§ **Bloco de texto**
--------------------------------------------------
A democracia como forma de governo obriga a uma aprendizagem do discurso e da elocução. Os gregos, que criaram essa forma de governo, sabiam-no muito bem, e o combate ideológico pela conquista do espírito do discurso entre sofistas e filósofos está aí para provar a importância da arte de discursar em público. A posse do método mais útil ou mais verdadeiro, a luta pela imposição de uma determinada forma de entender a realidade e de actuar sobre ela, a procura de influenciar e de tomar sob sua orientação as jovens personalidades que interiorizassem técnicas e matérias úteis ao seu desempenho como sujeitos capazes de dirigir os assuntos públicos.
A universidade portuguesa, a das humanidades e das ciências sociais, demitiu-se desta querela, e na prática não contribui para a divulgação, execução e reconhecimento do papel fundamental desse exercício de aprendizagem discursiva, dessa demanda pela boa prática quanto à forma e quanto ao conteúdo de um discurso.
Aliás, essa mesma a universidade que de forma sistematizada e universal nunca tomou sequer a defesa ou a reposição da verdade sobre a qualidade dos docentes que formou, avaliou e propôs ao sistema público de educação nas últimas décadas, muitos deles com formações contínuas de seis anos, e por isso encontra-se amodorrada sobre as cinzas do borralho, sujeita ao esvaziamento de competências por fuga de alunos dos seus cursos, ainda convencida que o seu estatuto de superior a algo, ao que será?, a há-de proteger de um ataque virulento como o que este Ministério da Educação lançou sobre o estatuto e o saber dos seus professores, e mais grave, sobre o estatuto e o lugar do saber em Portugal. Adiante.
--------------------------------------------------
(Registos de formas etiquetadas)
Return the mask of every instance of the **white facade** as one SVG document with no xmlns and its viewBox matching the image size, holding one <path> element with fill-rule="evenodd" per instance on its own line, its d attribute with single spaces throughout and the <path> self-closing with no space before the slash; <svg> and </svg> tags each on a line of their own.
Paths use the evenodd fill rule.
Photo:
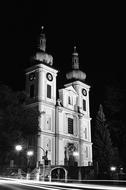
<svg viewBox="0 0 126 190">
<path fill-rule="evenodd" d="M 42 39 L 41 35 L 41 43 L 45 43 L 45 36 L 44 42 Z M 43 48 L 44 44 L 41 46 L 41 43 L 40 48 Z M 76 60 L 73 58 L 73 62 L 76 61 L 78 64 L 78 54 L 74 56 Z M 42 163 L 42 156 L 47 151 L 51 165 L 88 166 L 92 163 L 90 86 L 77 78 L 65 84 L 62 89 L 57 89 L 58 71 L 52 67 L 52 57 L 51 63 L 48 57 L 45 49 L 37 53 L 34 58 L 35 64 L 26 70 L 29 106 L 37 107 L 40 112 L 41 132 L 37 139 L 37 161 Z M 78 69 L 77 64 L 75 66 Z M 78 76 L 79 70 L 77 70 Z M 57 91 L 59 91 L 58 98 L 56 98 Z"/>
</svg>

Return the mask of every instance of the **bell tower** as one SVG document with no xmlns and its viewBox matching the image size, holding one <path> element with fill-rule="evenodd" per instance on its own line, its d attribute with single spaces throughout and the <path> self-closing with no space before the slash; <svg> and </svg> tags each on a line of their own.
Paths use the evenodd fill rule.
<svg viewBox="0 0 126 190">
<path fill-rule="evenodd" d="M 41 27 L 37 49 L 26 69 L 26 93 L 28 106 L 37 107 L 40 112 L 37 137 L 37 162 L 43 162 L 47 153 L 51 164 L 55 163 L 55 105 L 57 70 L 53 68 L 53 57 L 46 53 L 46 37 Z M 40 148 L 41 147 L 41 148 Z M 43 151 L 42 151 L 43 150 Z"/>
</svg>

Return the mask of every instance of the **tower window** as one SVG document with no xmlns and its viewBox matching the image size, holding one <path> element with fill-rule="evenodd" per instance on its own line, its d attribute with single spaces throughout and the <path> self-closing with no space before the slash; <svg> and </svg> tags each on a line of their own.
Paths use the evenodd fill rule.
<svg viewBox="0 0 126 190">
<path fill-rule="evenodd" d="M 31 98 L 33 98 L 34 97 L 34 94 L 35 93 L 35 88 L 34 88 L 34 84 L 32 84 L 31 86 L 30 86 L 30 97 Z"/>
<path fill-rule="evenodd" d="M 68 133 L 73 134 L 73 119 L 68 118 Z"/>
<path fill-rule="evenodd" d="M 85 157 L 88 158 L 88 147 L 85 148 Z"/>
<path fill-rule="evenodd" d="M 73 105 L 73 99 L 71 96 L 68 96 L 68 104 Z"/>
<path fill-rule="evenodd" d="M 51 98 L 51 86 L 47 84 L 47 98 Z"/>
<path fill-rule="evenodd" d="M 87 139 L 87 128 L 85 127 L 85 130 L 84 130 L 84 134 L 85 134 L 85 139 Z"/>
<path fill-rule="evenodd" d="M 86 111 L 86 100 L 83 100 L 83 110 Z"/>
</svg>

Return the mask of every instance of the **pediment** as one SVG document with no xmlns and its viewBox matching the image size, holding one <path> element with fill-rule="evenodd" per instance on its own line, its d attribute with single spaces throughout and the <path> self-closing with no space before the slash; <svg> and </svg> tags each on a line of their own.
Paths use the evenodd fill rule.
<svg viewBox="0 0 126 190">
<path fill-rule="evenodd" d="M 71 92 L 73 92 L 74 94 L 78 95 L 77 92 L 76 92 L 76 90 L 75 90 L 72 86 L 66 87 L 65 90 L 71 91 Z"/>
</svg>

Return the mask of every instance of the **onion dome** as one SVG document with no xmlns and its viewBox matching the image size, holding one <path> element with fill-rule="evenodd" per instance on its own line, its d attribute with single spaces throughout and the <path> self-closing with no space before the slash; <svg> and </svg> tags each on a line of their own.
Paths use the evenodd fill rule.
<svg viewBox="0 0 126 190">
<path fill-rule="evenodd" d="M 45 63 L 47 65 L 53 65 L 53 57 L 46 53 L 46 37 L 43 33 L 44 27 L 41 27 L 41 33 L 38 40 L 38 49 L 32 57 L 33 61 Z"/>
<path fill-rule="evenodd" d="M 79 57 L 74 47 L 74 52 L 72 54 L 72 71 L 66 74 L 67 80 L 80 80 L 84 81 L 86 79 L 86 74 L 79 70 Z"/>
</svg>

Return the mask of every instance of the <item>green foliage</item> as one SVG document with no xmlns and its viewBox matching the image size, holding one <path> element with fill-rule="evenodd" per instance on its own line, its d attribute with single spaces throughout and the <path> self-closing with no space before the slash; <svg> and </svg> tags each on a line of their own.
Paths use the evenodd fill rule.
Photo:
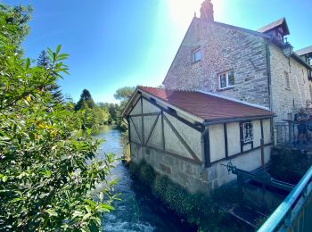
--------------------------------------------------
§ **Exercícios a realizar**
1 - Devolva o trecho do texto sobre a democracia e o discurso que começa em "A universidade portuguesa, a" e termina em "de um discurso.", sem qualquer alteração.
2 - Responda às seguintes perguntas com base no texto sobre a democracia e o discurso:
(a) Segundo o texto, que povo criou a democracia como forma de governo?
(b) A que áreas da universidade portuguesa se refere o texto quando afirma que esta se demitiu da querela?
(c) Qual era a duração da formação contínua de muitos dos docentes mencionados?

§ **Resultados dos exercícios**
1 -
A universidade portuguesa, a das humanidades e das ciências sociais, demitiu-se desta querela, e na prática não contribui para a divulgação, execução e reconhecimento do papel fundamental desse exercício de aprendizagem discursiva, dessa demanda pela boa prática quanto à forma e quanto ao conteúdo de um discurso.

2 -
(a) Os gregos.
(b) Às humanidades e às ciências sociais.
(c) Seis anos.